PAGE EXCERPT:
☆ ☆ ☆ ☆ ☆

What are the Benefits of Voice Stress Analysis for Law Enforcement?
In August 2002, Dr. Hugh Wilson Ridelhuber and Dr. Patrick Flood submitted a policy review to the Law Enforcement Executive Forum to demonstrate the validity of the Computer Voice Stress Analyzer (CVSA) as a law enforcement tool. Less than a year after the 9/11 attacks, security was on everyone’s minds, and the importance of reliable investigative techniques was becoming increasingly evident. Previously, CVSA had received negative reviews from the polygraph community, but in the wake of both international and domestic threats to national security, Ridelhuber and Flood wanted to correct the record and provide the law enforcement community with a basic introduction to CVSA’s history, benefits, and scientific background. That way, law enforcement professionals could feel confident using this cutting-edge technology to solve criminal cases and keep their communities safe.
Exploring the History and Theoretical Underpinnings of CVSA
Ridelhuber and Flood’s policy review begins by addressing the history and theory behind CVSA. The first scientific experiment on the road to the development of CVSA was conducted in 1971 by Olaf Lippold, who discovered the “muscle micro-tremor.” In his experiment, he observed that involuntary vibrations of arm muscles can be detected when a subject is relaxed, but they disappear when the subject is under stress. This same principle is applied in CVSA exams. The technology detects micro-tremors in the muscles of a person’s throat and larynx when they speak while relaxed but that disappear when the speaker experiences stress.

☆ ☆ ☆ ☆ ☆

DATA SHOWN:
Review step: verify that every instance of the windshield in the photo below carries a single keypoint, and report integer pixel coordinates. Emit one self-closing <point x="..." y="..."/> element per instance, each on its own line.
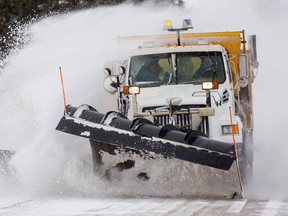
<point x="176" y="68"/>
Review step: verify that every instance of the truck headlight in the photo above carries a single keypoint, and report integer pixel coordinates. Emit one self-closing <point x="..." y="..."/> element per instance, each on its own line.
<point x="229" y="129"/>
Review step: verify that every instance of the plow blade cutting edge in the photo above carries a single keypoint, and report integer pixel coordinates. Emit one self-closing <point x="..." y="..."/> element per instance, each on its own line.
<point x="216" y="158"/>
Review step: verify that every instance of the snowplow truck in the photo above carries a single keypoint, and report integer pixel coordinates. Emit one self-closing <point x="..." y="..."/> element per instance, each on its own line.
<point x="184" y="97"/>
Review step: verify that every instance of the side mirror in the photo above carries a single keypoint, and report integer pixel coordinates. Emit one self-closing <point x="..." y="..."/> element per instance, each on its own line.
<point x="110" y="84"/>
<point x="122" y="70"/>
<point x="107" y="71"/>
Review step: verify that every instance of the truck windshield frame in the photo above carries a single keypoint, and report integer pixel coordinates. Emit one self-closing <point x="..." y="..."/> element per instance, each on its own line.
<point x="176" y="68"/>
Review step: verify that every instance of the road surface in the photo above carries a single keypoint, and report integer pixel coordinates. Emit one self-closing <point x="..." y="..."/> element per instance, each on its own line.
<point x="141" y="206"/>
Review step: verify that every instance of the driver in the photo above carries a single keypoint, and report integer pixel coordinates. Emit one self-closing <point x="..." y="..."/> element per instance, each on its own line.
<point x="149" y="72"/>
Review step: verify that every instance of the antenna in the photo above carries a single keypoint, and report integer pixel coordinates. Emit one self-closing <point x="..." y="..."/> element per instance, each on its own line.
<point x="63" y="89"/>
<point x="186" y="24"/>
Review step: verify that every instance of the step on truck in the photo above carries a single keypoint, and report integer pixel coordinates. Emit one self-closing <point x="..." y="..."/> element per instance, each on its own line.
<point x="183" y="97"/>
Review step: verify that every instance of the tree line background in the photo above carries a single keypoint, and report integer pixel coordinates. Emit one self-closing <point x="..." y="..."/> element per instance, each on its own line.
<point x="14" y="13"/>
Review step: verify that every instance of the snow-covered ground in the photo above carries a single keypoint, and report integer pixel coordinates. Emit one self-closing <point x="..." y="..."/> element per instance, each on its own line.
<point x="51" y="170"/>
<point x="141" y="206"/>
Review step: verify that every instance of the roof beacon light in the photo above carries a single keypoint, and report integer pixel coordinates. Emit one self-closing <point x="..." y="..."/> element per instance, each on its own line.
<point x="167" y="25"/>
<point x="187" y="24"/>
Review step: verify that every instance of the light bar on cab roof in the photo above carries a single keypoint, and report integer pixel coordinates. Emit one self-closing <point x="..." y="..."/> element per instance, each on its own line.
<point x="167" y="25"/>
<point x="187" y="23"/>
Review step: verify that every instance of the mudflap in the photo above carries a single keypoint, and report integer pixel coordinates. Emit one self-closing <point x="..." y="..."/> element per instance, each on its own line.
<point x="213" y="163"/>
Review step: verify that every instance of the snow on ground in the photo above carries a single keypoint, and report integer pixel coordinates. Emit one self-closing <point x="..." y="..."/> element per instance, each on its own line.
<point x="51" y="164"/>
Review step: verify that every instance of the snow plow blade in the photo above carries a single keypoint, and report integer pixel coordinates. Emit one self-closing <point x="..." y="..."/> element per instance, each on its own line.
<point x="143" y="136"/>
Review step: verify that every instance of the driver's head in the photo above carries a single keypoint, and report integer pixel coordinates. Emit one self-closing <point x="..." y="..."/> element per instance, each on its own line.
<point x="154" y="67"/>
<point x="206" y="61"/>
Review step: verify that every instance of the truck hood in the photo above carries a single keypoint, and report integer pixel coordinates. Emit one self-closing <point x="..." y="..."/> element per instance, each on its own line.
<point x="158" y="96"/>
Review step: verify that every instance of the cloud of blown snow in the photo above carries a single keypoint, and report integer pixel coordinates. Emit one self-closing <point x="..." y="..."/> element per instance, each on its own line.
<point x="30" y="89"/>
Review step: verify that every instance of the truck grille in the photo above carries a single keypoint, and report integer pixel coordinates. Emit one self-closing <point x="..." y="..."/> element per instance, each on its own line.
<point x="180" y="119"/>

☆ ☆ ☆ ☆ ☆

Using the voice stress analysis page above, please explain in one to three sentences why Ridelhuber and Flood submitted their policy review.

CVSA had received negative reviews from the polygraph community. With international and domestic threats to national security in mind, Ridelhuber and Flood wanted to correct the record and give law enforcement a basic introduction to CVSA's history, benefits, and scientific background. That way, law enforcement professionals could feel confident using it to solve criminal cases and keep their communities safe.